◆ **Source passage**
Kennedy describes a sensation where the “I” dissolves and encompasses all of space, becoming the sensation itself, because there is no separation. In the section, “Positions of a Passenger” Kennedy writes,
Forgetting where I am for a moment, I am only a passenger within human anatomy, rather, human-enough anatomy. If I register sensation,
I become it, or its resonance, slurring my surroundings if I am speaking, or blurring them if I am watching.
The very language is not properly spoken but “slurred” and the visible not clear but “blurred.” The representations of reality are breaking down. He is in a transitional space, between the corporeal world and the spiritual world. Certain occult traditions speak of the aspirant’s defining moment in the desert, where everything is lost, after one has cast off all the unnecessary parts of oneself, and when there is no hope left and language fails; but when everything is lost, something does remain: god. Kennedy writes,
I write my biography and lose interest in who I am. I am not performing an autopsy or life study. I might be past examination. / Not to
disappear up my navel, I am staying responsive to the world from the quiet of my room.
This project must not be understood as escapist but metaphysical. Stillness, and increased perception indicate that something is trying to break through. It begins with noticing that the physical world is imperfect.
In spiritual traditions one’s “holy guardian angel” is defined as everything that is not “I.” Kennedy suggests this experience early in the book,
when he speaks of himself in terms of the very large and the very small:
I am finite between two kinds of infinities: whatever is larger and whatever is smaller than me…what else am I but a station of a particular
size, a site of countless appearances and disappearances…though I am certain I am finite, there are perhaps an infinity of finite things that
shape me.
In The Sissies, he began working towards this experience: “It’s the outside that concerns me here, not the so-called organic realty that is my pustular and blistered body…” There is a moment near the end of the second part, “Positions of a Passenger,” where the body has become an ecology; the body crosses the line between the human and the animal: “Unheard colors are seen on the flora and fauna found on and inside me, a terrain of musculature and fatty deposits”; “the hollow of my groin attracts forms known for their resilience through the seasons.” The self is coming apart and distinctions are disappearing. In the following, Kennedy is no long writing about himself but addressing the other, the “you,” the “anima”:
You must take me as just one erotic and neurological, sensate and creative totality: one nose, two eyes, two arms, two legs, ten fingers, ten
toes, though my description here becomes presumptuous: I have not recently verified these figures.
The experience of despair, in a spiritual desert, has caused this change; it has resulted in the realization that one is alone, but no different from that which one considered other, such as nature or the animal kingdom; one is in the process of being othered. The separation between “I” and “you” is dissolving. It is first indicated by this alternate experience in relation to the physical world. In Jerusalem Notebook, Kennedy writes: “Heaven be praised – I mean earthly city.” The second part of the book ends with an eclipse; this mirrors the darkness necessary for the light to emerge. It is also necessary to free oneself from attachments to the world: “In the darkness, I started taking steps from the crowd with almost alien movements, loosening myself from affiliation.” The body begins to enter a new context.
The final section of the poem is entitled “Your Life.” The speaker is now in the company of his “daemon lover.” I use this phrase in order to suggest a kind of carnal relation to the god as well as to highlight the fact that this spiritual light is not necessarily Christian but gnostic. I have also used the Greek spelling to distinguish “daemon” (meaning anima, spirit) from the Satan of Christianity. This “daemon” is the light-bearer. Kennedy writes:
You suggested a method that would leave me still standing and speaking, reshaping my mouth to announce my extinction, not only to
antagonism but to many of my actions and thoughts. Let me find your gestures turned into my reflexes.

◆ **Provided information**
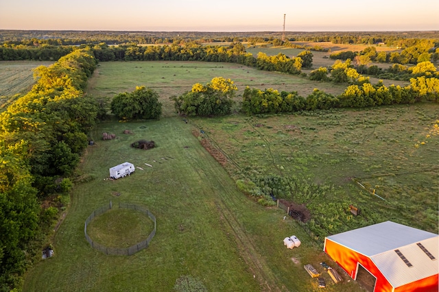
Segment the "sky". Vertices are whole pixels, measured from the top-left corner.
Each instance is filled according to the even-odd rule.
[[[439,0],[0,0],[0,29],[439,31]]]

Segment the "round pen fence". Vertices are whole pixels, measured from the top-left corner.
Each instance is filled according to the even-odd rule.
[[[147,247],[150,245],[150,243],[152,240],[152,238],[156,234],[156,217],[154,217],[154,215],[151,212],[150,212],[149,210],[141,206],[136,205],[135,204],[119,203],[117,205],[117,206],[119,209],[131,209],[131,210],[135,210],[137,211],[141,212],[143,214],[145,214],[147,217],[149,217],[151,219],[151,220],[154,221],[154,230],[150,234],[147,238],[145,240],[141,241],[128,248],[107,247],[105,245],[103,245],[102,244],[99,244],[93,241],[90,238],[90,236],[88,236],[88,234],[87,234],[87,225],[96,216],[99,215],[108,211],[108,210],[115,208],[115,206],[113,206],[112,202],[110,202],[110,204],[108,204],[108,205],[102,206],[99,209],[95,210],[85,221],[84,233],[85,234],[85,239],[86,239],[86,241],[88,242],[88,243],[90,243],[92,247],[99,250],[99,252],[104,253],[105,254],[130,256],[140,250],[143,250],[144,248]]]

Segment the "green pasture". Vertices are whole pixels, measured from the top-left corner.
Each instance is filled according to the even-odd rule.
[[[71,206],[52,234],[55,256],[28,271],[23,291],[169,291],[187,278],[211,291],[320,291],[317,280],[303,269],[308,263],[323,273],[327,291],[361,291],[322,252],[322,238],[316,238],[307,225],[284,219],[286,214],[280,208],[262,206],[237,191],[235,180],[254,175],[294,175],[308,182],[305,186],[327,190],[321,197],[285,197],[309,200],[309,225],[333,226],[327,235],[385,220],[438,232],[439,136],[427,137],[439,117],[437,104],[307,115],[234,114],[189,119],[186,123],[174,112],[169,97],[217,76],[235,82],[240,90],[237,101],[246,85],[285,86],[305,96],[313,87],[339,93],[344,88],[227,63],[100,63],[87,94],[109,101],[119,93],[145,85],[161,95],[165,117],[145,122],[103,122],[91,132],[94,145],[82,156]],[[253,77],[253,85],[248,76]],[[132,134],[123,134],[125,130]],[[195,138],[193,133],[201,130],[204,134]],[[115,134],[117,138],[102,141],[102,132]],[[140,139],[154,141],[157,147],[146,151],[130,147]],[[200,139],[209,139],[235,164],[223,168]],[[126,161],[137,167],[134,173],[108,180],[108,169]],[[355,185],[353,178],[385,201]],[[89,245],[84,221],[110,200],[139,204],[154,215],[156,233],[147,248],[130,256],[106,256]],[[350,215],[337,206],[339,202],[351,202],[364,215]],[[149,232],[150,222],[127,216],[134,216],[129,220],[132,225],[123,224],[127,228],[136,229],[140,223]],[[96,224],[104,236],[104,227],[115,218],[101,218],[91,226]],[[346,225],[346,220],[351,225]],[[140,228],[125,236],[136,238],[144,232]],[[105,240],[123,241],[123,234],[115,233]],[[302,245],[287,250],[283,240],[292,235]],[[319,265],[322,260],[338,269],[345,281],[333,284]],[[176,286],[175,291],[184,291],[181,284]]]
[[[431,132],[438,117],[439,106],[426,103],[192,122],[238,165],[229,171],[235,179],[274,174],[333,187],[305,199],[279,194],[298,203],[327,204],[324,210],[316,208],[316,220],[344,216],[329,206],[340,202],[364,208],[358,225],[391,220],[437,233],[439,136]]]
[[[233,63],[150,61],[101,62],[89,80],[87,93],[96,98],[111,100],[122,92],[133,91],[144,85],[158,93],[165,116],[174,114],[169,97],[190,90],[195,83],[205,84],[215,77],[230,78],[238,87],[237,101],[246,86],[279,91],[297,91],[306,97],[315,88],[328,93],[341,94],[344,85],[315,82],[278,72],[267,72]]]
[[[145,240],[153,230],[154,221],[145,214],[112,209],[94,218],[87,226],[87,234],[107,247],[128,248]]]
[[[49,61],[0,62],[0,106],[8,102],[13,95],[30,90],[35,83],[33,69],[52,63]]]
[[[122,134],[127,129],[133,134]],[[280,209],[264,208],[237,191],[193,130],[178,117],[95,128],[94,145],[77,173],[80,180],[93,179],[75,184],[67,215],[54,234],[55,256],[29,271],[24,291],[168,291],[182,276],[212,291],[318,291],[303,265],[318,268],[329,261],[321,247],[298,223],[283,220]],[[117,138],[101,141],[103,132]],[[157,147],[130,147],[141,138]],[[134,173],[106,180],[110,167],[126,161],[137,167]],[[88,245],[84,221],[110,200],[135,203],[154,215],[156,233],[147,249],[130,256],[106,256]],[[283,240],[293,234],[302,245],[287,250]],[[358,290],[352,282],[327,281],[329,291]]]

◆ **Your goal**
In the passage on Kennedy's poetry, render this sentence in Spanish: "The self is coming apart and distinctions are disappearing."

◆ **Solution to the problem**
El yo se está desintegrando y las distinciones están desapareciendo.